### Data provided
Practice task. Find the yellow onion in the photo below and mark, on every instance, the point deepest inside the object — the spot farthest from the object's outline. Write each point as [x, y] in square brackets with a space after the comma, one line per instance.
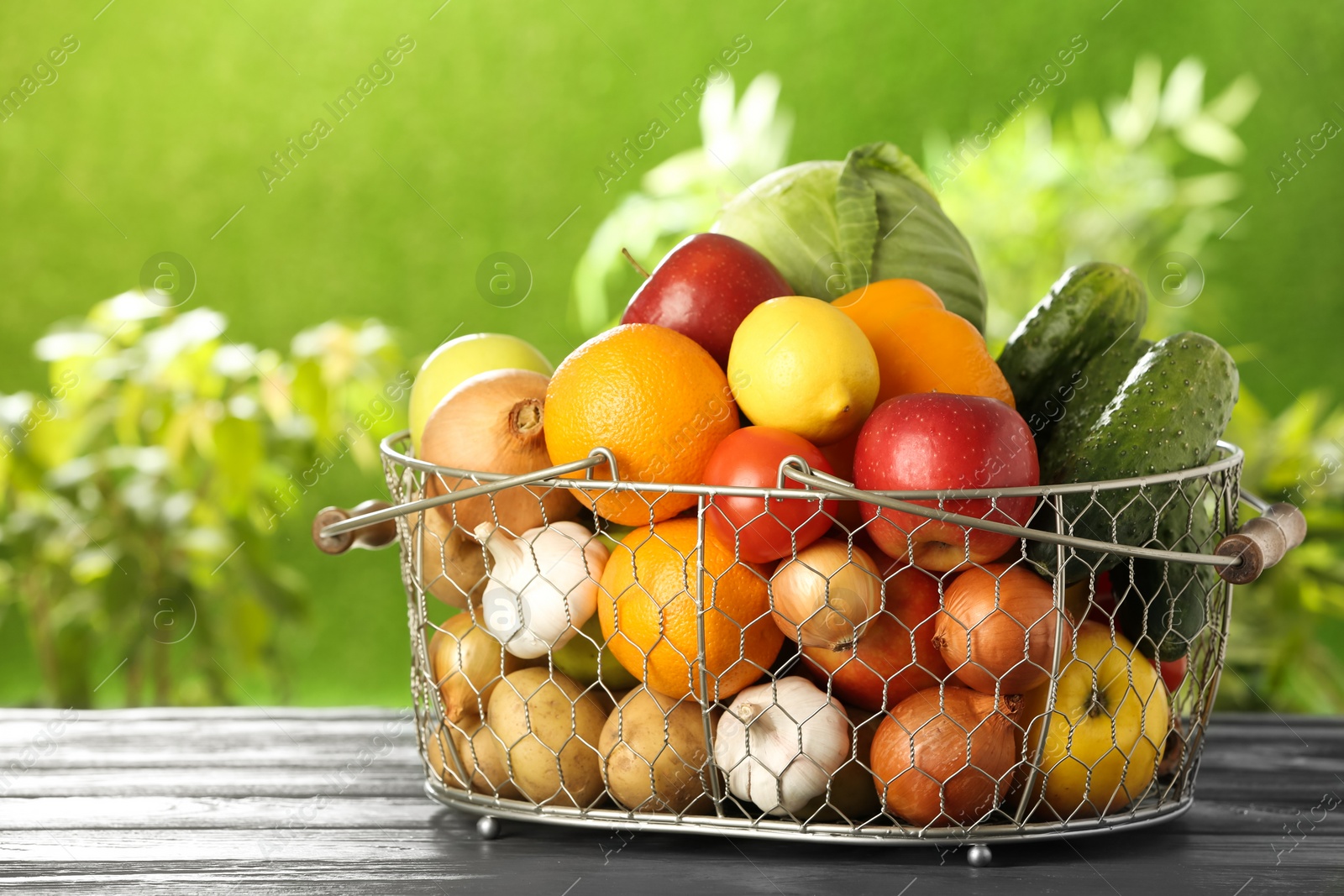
[921, 763]
[494, 422]
[998, 626]
[826, 595]
[480, 754]
[467, 663]
[452, 564]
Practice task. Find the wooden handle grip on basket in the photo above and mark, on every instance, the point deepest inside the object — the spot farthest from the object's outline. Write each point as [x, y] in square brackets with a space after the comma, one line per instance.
[376, 535]
[1263, 543]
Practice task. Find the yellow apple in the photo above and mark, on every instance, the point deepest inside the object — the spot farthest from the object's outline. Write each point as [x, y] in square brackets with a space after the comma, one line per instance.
[460, 359]
[1108, 728]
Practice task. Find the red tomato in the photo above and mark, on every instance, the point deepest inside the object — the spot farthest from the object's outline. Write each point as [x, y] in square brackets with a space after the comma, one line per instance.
[1173, 672]
[750, 457]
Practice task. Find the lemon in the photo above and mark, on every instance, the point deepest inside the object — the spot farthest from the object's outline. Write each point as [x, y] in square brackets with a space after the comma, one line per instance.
[803, 365]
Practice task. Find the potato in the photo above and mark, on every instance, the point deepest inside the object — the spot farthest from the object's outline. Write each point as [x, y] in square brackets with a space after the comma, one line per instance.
[654, 752]
[452, 563]
[480, 755]
[468, 664]
[549, 730]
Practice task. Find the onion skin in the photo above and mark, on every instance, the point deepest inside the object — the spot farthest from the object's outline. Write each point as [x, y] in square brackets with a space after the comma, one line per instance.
[803, 607]
[936, 736]
[494, 422]
[468, 663]
[983, 631]
[452, 563]
[894, 658]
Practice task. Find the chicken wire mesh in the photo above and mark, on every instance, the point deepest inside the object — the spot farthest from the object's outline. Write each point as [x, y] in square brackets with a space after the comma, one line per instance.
[885, 712]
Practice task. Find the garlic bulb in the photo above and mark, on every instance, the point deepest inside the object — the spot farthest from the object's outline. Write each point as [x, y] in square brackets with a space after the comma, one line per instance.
[542, 586]
[780, 743]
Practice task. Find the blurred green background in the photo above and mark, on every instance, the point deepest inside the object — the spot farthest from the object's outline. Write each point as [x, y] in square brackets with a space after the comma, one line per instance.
[486, 140]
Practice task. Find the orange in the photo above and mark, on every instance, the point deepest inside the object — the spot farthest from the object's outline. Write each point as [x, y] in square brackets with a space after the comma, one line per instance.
[922, 347]
[651, 396]
[647, 607]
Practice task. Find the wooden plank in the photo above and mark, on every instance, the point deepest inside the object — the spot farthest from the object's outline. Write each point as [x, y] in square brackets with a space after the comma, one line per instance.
[241, 801]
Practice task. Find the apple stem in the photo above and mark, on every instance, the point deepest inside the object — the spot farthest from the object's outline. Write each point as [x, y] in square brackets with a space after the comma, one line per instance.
[635, 264]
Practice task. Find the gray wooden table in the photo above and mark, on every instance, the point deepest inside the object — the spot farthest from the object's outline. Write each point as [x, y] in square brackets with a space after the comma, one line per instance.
[284, 801]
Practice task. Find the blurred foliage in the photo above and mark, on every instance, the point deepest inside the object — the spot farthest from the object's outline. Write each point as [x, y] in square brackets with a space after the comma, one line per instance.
[682, 195]
[1287, 645]
[1142, 177]
[139, 495]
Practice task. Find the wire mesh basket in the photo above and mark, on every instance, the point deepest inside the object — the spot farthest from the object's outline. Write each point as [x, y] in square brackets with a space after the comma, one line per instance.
[967, 667]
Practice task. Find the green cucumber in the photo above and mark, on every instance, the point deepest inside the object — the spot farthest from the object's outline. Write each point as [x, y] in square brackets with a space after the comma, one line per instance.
[1167, 417]
[1089, 309]
[1160, 606]
[1082, 407]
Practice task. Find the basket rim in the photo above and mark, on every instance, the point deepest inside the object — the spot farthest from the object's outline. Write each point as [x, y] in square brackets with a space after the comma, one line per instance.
[389, 446]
######
## [What you are asked to do]
Pictures aside, reproduce all of the data exactly.

## [Exercise result]
Practice task. Find the yellow onion in the photo below and mark, on every instance, the point deepest inside the object — the spot farthest from the object's outline. Write each point as [x, y] in square brackets with a space after the comma, one line per instance.
[921, 763]
[494, 422]
[998, 626]
[826, 595]
[480, 754]
[467, 663]
[452, 564]
Practice task. Find the wooden handle grip on basket in the photo above and mark, on every instance, the point deepest inside the object — the spot farthest from the object's outline. Write each point as [x, y] in square brackets with a space after the comma, one line per instance.
[376, 535]
[1263, 543]
Practice task. Find the yellow apple in the photo above and mark, on every instance, the point deepest inside the object — the spot farthest from the object's outline. Write each point as [x, y] in square brackets with a space after the comma, one line per instance.
[460, 359]
[1108, 728]
Practice task. Find the red tomato in the photo above and mark, on every instance, the point deepest inside the object — the spot farthest from the object's outline. Write each point as [x, y] in square brackets with a space after the comma, one line per instance.
[1173, 672]
[750, 457]
Practice task. Find the lemon in the photo above and mark, on every instance, the point deepest inside the object — the spot farthest from the object's outline. Write each point as [x, y] in square brackets with a space after the comma, one line per instance.
[803, 365]
Practice task. Find the potato in the photo above and mark, on every instance, the point deepest inside the object — the spot farthest from the object's outline. Write each point as [x, y] in square brackets with a space after the comma, one line per instance.
[654, 752]
[452, 563]
[480, 755]
[468, 664]
[549, 730]
Practice task. Find the onion skin in the photo above and mark, on every instance, the point deepest inside the object — the spot farthest from the object's outline. Write each point as [x, y] in square brackets with a space after the comma, one line per instance.
[803, 607]
[936, 736]
[494, 422]
[468, 663]
[983, 631]
[452, 563]
[894, 658]
Practice task. Find the chicken wire mesh in the photo above and mark, on every instance, the point deepest inside the object — the spot farthest from the object's outline. Write each point as [x, y] in square brackets with a space after the comma, one line per instance.
[885, 712]
Practice task. Find the garlic bulb in the photo above and mark, on every instance, the point deepest inside the object — the spot farthest from the object's outline. Write each point as [x, y] in square brackets with a space after the comma, one line per instance.
[542, 586]
[780, 743]
Practice task. Find the blurred green background in the photo above and mark, on every instance, the point deepest inside the object — the spot farthest from the object's outline. Write each point as [x, y] in square brackets with a space after the comma, one line per instance.
[486, 140]
Practice task. Find the orange in the photo above and mark, on every instance, the point deepest inside the object — the spot farthest from the object's outline. Write each point as [x, y] in square brackets with a space after the comma, one line per instance.
[922, 347]
[651, 396]
[647, 607]
Practice task. Find the wooden plank in the photo above and mark, on every instance, the point deepest inside the object — the spot farthest from the object's outline. Write each point as [x, y] in square brackets with a space after the comma, one line per instance.
[241, 801]
Practice task. Find the apple stem in the photo above and mark, on every instance, the point deepest inside the object — the spot farthest from the object's outline. Write each point as [x, y] in square brackets with a space after the comma, one line per instance.
[635, 264]
Practice task. Find the gray wooden table in the photo above and mark, on every instance, the point deepest inside the object — the spot farthest from the object's outline. Write each point as [x, y] in square brackets with a space after the comma, one line per instance.
[284, 801]
Practice task. Find the blurred foliage in the photo above and mark, on every instance, the point deepest inside the object — the spot farthest from the object's outline. Write each point as [x, y] in square brackets with a space after the comma, one line per instance.
[682, 195]
[1287, 645]
[1142, 177]
[139, 495]
Practice task. Find the wire mesh basket in the photo above and mark, on every instance, the point deepest inside the object — the spot farthest from the object's outline. Write each point as [x, y] in square brackets with a space after the comma, one line per instance.
[967, 667]
Practice task. Find the green cucumber in the photo above and mark, on every instance, the point deepest inside the object — the spot farthest from the object's outline. Write each point as [x, y] in square brackets with a space after the comma, one line per instance.
[1167, 417]
[1089, 309]
[1160, 606]
[1082, 407]
Practice task. Find the basket rim in the photo above and mark, on every instance, the point deepest inside the object — the spot farthest from the object's outline. Write each point as [x, y] in square brackets with a space after the comma, one line per instance.
[389, 446]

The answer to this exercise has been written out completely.